┌─ Supplied records
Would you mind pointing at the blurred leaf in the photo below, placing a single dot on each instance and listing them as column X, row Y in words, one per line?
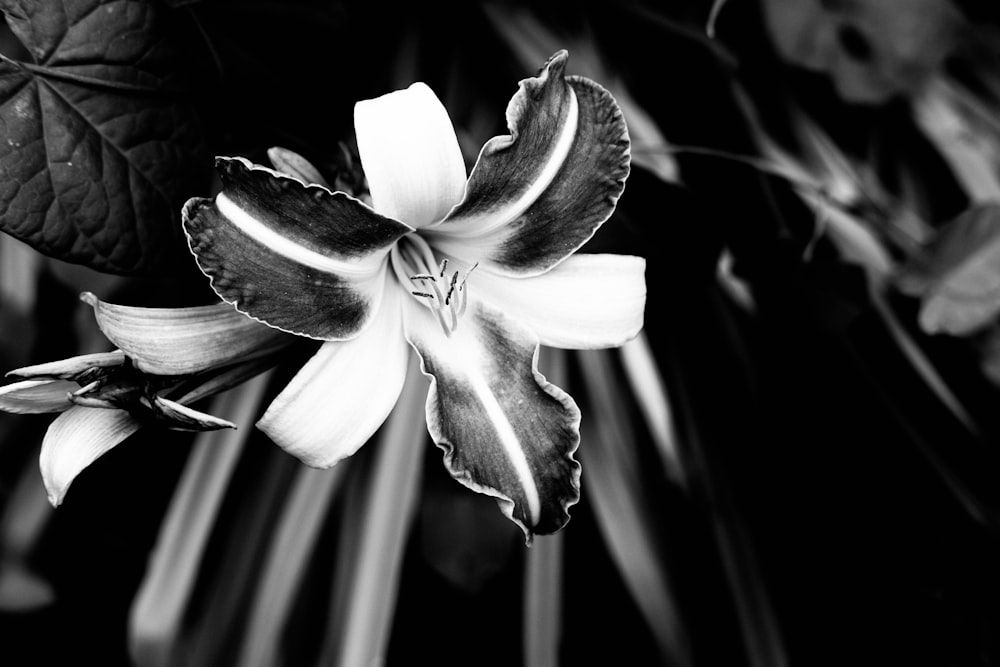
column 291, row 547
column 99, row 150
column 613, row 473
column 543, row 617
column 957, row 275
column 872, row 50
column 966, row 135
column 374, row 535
└─
_Task directions_
Repeat the data above in full and exactly. Omit every image.

_Answer to this problem_
Would you mind pointing at the blurred leaf in the photo below, placing a single dot on each instance and listing them as column X, row Y in words, one per line?
column 291, row 547
column 99, row 150
column 613, row 473
column 543, row 617
column 957, row 275
column 872, row 50
column 966, row 135
column 374, row 535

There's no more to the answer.